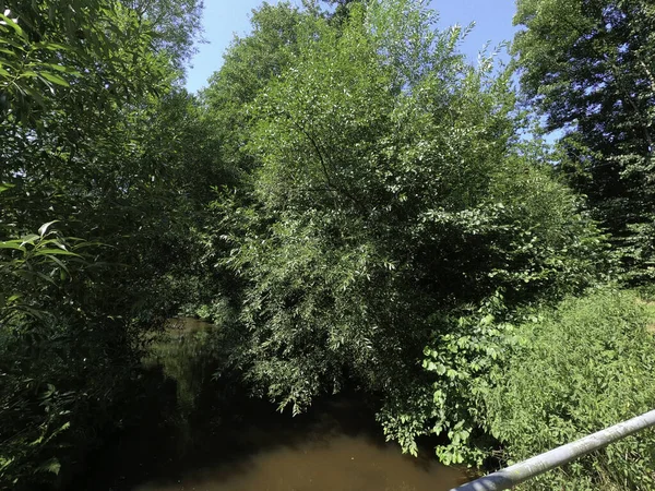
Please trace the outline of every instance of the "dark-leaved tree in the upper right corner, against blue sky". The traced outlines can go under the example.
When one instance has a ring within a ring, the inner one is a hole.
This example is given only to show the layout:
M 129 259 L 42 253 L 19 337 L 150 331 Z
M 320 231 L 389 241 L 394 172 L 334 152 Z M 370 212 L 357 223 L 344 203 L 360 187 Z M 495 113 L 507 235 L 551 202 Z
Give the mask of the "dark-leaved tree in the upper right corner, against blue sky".
M 526 100 L 562 130 L 561 170 L 653 278 L 655 8 L 644 0 L 521 0 L 514 53 Z

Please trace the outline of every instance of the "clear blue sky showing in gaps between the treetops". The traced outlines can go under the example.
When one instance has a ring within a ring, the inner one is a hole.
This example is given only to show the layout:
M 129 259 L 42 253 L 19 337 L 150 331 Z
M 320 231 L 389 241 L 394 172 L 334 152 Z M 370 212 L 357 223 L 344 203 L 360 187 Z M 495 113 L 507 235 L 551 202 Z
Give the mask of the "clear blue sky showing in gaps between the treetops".
M 206 85 L 210 75 L 221 68 L 223 53 L 234 35 L 242 36 L 250 32 L 250 12 L 261 3 L 261 0 L 205 0 L 203 24 L 209 44 L 200 45 L 200 52 L 192 60 L 193 67 L 187 75 L 189 91 L 195 92 Z M 293 0 L 293 3 L 299 4 L 300 1 Z M 511 40 L 514 35 L 513 0 L 432 0 L 430 5 L 440 14 L 440 27 L 467 25 L 475 21 L 475 29 L 462 46 L 472 60 L 477 58 L 487 41 L 496 46 Z

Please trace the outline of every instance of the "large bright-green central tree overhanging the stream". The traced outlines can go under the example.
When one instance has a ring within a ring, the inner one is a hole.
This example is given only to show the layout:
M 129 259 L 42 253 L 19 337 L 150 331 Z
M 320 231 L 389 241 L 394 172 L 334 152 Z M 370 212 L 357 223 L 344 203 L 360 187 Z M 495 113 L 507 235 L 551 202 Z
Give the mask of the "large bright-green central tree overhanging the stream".
M 246 106 L 252 190 L 216 204 L 246 285 L 247 379 L 294 411 L 346 384 L 381 395 L 386 435 L 413 453 L 465 403 L 465 384 L 434 398 L 451 371 L 424 370 L 426 349 L 468 336 L 449 367 L 464 379 L 483 342 L 460 316 L 583 288 L 603 249 L 519 144 L 509 72 L 466 64 L 461 32 L 432 21 L 412 0 L 303 16 L 286 69 Z

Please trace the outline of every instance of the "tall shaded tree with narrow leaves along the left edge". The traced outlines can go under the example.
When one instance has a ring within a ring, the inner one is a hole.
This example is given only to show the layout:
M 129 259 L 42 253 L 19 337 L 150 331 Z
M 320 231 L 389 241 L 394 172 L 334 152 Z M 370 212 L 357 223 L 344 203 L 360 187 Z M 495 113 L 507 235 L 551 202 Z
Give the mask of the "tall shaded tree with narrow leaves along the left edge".
M 215 160 L 150 20 L 111 0 L 9 7 L 0 487 L 34 489 L 129 417 L 143 333 L 176 306 L 167 274 L 193 254 L 186 212 L 209 200 Z

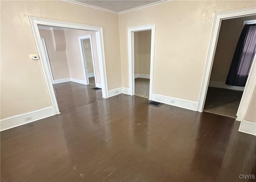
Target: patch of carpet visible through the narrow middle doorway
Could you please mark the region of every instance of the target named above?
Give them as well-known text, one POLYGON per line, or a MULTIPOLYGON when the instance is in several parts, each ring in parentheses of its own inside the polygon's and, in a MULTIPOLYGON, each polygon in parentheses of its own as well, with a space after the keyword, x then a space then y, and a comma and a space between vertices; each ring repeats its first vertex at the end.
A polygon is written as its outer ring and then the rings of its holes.
POLYGON ((149 79, 135 78, 135 95, 149 98, 149 79))

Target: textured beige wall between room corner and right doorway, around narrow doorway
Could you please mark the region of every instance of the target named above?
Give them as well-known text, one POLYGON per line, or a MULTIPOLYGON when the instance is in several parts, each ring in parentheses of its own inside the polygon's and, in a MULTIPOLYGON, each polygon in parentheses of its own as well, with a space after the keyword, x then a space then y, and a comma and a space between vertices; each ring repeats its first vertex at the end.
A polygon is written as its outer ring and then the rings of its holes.
POLYGON ((255 1, 170 1, 120 14, 122 86, 129 87, 128 27, 156 23, 153 94, 198 102, 214 13, 255 5, 255 1))

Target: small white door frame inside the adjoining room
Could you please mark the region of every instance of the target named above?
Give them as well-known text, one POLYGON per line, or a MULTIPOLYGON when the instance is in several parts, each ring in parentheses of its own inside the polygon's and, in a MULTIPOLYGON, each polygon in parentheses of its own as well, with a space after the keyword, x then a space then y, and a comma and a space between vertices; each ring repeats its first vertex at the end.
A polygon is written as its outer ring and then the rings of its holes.
POLYGON ((81 59, 82 59, 82 65, 83 65, 83 70, 84 70, 84 81, 86 83, 86 85, 88 85, 89 82, 89 77, 88 77, 88 71, 87 71, 87 65, 86 65, 86 57, 84 54, 84 45, 82 43, 82 41, 84 39, 90 39, 90 46, 91 46, 91 54, 92 54, 92 67, 93 67, 93 72, 94 72, 94 80, 95 80, 95 85, 97 85, 96 83, 96 72, 95 72, 95 64, 94 64, 94 55, 93 55, 93 50, 92 50, 92 35, 82 35, 78 37, 78 41, 79 41, 79 47, 80 47, 80 53, 81 53, 81 59))

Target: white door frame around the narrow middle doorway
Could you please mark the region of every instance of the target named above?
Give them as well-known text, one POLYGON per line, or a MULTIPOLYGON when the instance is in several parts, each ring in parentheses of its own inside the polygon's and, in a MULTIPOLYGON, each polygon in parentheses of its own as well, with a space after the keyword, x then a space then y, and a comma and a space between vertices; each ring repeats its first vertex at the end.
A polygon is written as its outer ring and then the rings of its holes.
POLYGON ((129 95, 134 95, 134 32, 151 30, 151 50, 150 50, 150 80, 149 80, 149 100, 152 100, 153 94, 153 73, 154 73, 154 50, 155 50, 155 32, 156 23, 128 27, 128 63, 129 63, 129 95))

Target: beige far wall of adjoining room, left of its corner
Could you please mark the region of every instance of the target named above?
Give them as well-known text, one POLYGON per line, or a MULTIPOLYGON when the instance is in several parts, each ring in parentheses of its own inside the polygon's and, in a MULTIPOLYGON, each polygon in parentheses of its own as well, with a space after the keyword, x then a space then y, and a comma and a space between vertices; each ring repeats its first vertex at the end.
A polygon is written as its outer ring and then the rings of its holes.
POLYGON ((66 51, 63 47, 66 47, 66 41, 63 30, 54 30, 55 39, 52 36, 52 30, 39 29, 40 36, 44 38, 46 49, 49 57, 49 62, 52 69, 52 76, 54 80, 70 78, 68 61, 66 57, 66 51), (56 39, 58 37, 58 39, 56 39), (64 41, 63 41, 64 40, 64 41), (60 43, 59 43, 60 41, 60 43), (59 45, 59 51, 55 51, 54 42, 59 45), (60 45, 62 49, 60 49, 60 45))

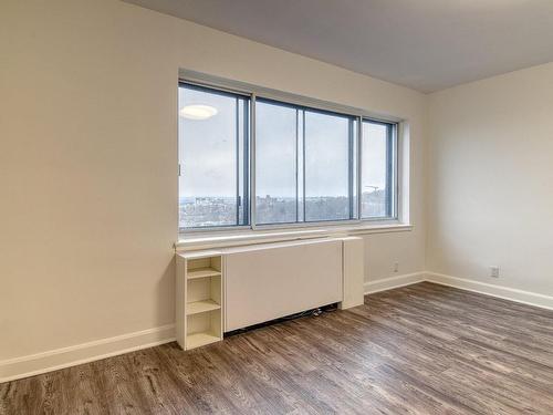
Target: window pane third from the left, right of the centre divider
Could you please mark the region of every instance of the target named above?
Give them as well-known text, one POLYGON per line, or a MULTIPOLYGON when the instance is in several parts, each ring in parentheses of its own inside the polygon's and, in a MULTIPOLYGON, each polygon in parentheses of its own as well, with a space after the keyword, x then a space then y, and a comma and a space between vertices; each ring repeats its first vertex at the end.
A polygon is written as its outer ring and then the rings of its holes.
POLYGON ((351 118, 305 111, 305 221, 351 217, 351 118))

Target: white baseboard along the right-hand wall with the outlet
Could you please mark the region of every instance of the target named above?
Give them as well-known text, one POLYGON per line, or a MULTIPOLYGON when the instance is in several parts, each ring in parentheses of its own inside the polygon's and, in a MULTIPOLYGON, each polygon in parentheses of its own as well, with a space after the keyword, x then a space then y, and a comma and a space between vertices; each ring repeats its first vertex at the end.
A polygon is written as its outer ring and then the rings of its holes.
POLYGON ((426 281, 553 310, 553 297, 539 294, 536 292, 523 291, 515 288, 495 286, 436 272, 427 272, 426 281))

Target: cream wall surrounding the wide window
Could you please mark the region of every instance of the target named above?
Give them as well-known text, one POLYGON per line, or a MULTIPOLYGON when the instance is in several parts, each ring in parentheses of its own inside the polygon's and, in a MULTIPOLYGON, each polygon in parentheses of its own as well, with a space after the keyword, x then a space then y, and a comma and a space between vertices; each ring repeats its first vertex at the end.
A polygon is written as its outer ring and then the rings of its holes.
POLYGON ((409 120, 366 276, 424 270, 424 95, 115 0, 2 0, 0 51, 0 361, 174 322, 179 68, 409 120))

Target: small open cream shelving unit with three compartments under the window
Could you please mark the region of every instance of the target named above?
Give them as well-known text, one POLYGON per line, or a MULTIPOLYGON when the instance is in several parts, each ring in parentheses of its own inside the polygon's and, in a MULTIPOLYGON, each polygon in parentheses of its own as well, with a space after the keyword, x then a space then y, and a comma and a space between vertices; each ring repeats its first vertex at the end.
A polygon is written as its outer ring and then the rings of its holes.
POLYGON ((184 350, 222 340, 221 252, 177 255, 177 342, 184 350))

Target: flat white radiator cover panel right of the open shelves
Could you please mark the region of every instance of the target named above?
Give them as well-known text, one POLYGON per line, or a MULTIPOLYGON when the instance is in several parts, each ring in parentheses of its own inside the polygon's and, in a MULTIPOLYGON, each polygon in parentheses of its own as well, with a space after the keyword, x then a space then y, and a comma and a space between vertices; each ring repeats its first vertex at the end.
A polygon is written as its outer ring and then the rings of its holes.
POLYGON ((226 250, 225 331, 342 302, 343 249, 321 239, 226 250))

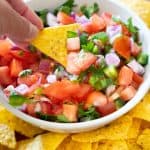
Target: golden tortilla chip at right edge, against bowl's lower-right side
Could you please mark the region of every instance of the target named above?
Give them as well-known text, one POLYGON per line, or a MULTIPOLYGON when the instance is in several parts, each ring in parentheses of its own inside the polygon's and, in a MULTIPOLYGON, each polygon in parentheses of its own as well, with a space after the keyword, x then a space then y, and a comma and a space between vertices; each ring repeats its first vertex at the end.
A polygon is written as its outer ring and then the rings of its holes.
POLYGON ((129 114, 135 118, 150 122, 150 93, 129 114))

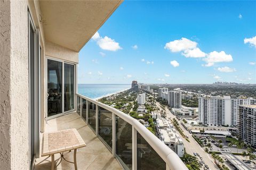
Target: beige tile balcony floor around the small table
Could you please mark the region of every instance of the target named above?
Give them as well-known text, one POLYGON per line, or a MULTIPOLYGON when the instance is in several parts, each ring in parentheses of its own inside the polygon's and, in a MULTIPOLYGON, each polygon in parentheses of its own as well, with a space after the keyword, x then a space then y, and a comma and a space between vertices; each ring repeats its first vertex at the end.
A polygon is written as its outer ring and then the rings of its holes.
MULTIPOLYGON (((76 128, 86 147, 77 149, 77 169, 122 169, 121 165, 115 158, 112 157, 111 152, 107 147, 96 137, 95 133, 86 125, 77 113, 53 118, 47 121, 45 132, 59 131, 65 129, 76 128)), ((42 146, 40 146, 41 149, 42 146)), ((73 162, 74 150, 65 152, 65 159, 73 162)), ((60 154, 55 154, 55 160, 60 157, 60 154)), ((40 157, 36 160, 36 170, 51 169, 51 157, 40 157)), ((69 170, 75 169, 74 164, 68 163, 62 159, 62 162, 56 169, 69 170)))

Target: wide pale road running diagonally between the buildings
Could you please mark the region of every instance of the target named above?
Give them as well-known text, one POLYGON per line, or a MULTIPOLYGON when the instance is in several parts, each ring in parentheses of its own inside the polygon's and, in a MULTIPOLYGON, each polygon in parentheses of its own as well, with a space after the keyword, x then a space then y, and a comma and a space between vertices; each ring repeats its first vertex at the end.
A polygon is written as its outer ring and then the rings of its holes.
MULTIPOLYGON (((156 102, 156 105, 160 110, 163 110, 161 105, 158 102, 156 102)), ((163 111, 166 112, 167 119, 172 119, 172 118, 176 117, 166 107, 165 107, 165 110, 163 110, 163 111)), ((179 124, 180 124, 180 122, 179 122, 179 124)), ((195 139, 192 137, 192 135, 185 128, 183 128, 183 126, 181 124, 180 124, 180 128, 183 130, 183 133, 189 137, 188 139, 190 142, 188 142, 185 138, 182 137, 182 135, 180 135, 180 137, 183 140, 184 147, 186 148, 186 152, 190 155, 194 155, 193 153, 197 152, 199 155, 201 155, 203 157, 205 164, 208 165, 211 170, 219 169, 217 167, 217 165, 214 164, 214 161, 211 158, 210 154, 206 154, 204 149, 198 145, 198 143, 195 141, 195 139)), ((197 156, 197 158, 198 158, 198 160, 200 160, 200 158, 198 156, 197 156)), ((203 169, 203 168, 201 168, 201 169, 203 169)))

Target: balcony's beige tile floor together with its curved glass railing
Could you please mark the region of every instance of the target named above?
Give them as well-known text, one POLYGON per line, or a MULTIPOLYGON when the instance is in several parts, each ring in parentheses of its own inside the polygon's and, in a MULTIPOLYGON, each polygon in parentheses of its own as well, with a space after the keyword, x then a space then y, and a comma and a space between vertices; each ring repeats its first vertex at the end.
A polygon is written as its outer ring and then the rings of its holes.
MULTIPOLYGON (((187 169, 178 155, 139 121, 79 94, 76 113, 54 118, 46 125, 47 132, 70 128, 76 128, 87 145, 77 152, 78 169, 187 169)), ((72 152, 65 156, 73 161, 72 152)), ((50 169, 50 157, 44 159, 37 160, 36 169, 50 169)), ((65 161, 58 166, 73 168, 65 161)))

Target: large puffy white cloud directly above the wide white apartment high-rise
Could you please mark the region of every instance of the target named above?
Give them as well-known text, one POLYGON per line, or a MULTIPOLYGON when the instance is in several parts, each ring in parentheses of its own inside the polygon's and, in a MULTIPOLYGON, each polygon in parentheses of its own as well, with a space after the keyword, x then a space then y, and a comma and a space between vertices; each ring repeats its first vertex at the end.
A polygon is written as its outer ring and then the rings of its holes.
POLYGON ((207 63, 204 66, 213 66, 214 63, 219 63, 219 62, 231 62, 233 61, 233 58, 230 54, 226 54, 225 52, 211 52, 207 54, 203 60, 207 63))

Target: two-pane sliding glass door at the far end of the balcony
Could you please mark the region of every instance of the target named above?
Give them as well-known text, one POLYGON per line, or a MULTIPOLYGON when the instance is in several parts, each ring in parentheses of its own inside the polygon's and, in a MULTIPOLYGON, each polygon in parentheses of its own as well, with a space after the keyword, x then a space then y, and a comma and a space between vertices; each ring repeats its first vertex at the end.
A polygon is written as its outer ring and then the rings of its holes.
POLYGON ((74 65, 47 60, 47 117, 74 110, 74 65))

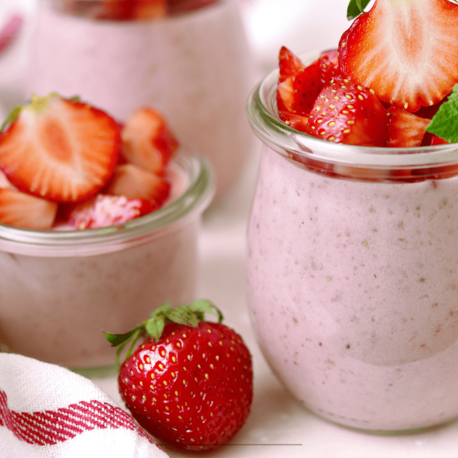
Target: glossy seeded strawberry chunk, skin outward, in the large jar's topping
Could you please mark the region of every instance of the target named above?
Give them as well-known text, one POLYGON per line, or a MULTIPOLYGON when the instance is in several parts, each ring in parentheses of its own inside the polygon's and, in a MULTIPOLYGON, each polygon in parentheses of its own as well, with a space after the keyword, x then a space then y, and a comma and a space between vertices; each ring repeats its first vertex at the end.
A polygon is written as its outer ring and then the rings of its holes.
POLYGON ((386 146, 387 110, 369 89, 337 78, 318 96, 306 133, 350 145, 386 146))

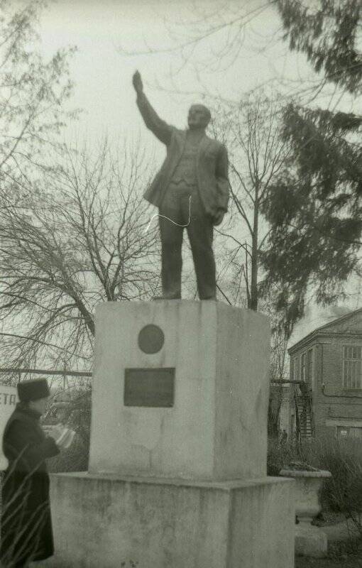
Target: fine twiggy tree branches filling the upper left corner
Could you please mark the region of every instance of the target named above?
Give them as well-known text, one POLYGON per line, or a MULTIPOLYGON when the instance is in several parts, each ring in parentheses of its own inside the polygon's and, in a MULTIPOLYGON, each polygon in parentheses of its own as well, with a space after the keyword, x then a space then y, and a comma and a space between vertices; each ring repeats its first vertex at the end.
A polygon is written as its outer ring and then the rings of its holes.
POLYGON ((65 103, 75 49, 40 56, 36 30, 44 8, 44 0, 0 0, 0 180, 16 180, 18 191, 73 116, 65 103))

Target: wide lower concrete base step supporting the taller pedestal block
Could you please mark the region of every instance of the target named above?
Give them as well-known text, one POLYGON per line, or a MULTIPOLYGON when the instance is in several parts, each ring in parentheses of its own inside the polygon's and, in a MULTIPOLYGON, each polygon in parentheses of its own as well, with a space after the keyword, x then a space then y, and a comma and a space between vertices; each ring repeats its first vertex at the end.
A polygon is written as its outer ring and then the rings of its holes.
POLYGON ((56 568, 292 568, 293 482, 53 474, 56 568), (122 564, 125 562, 125 564, 122 564))

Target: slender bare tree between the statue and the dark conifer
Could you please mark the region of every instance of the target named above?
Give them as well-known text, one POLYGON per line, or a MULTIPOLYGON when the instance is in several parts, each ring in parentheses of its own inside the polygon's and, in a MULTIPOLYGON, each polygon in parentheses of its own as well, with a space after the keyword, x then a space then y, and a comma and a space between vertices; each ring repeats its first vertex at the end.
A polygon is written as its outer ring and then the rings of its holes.
POLYGON ((236 297, 243 288, 251 310, 258 309, 260 251, 268 236, 262 208, 288 155, 280 136, 279 111, 262 96, 243 99, 238 109, 219 107, 215 112, 216 133, 229 148, 234 204, 229 228, 218 232, 229 237, 236 297))

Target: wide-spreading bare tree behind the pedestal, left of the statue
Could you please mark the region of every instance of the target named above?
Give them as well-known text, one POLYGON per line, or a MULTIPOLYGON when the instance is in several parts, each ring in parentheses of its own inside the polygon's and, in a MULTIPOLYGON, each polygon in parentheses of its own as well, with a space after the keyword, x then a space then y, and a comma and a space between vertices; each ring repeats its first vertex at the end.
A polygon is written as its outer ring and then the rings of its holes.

|---|

REQUIRED ACTION:
Across the listing above, how many lines carry "bare"? Give only the number.

ANSWER TO THIS TASK:
2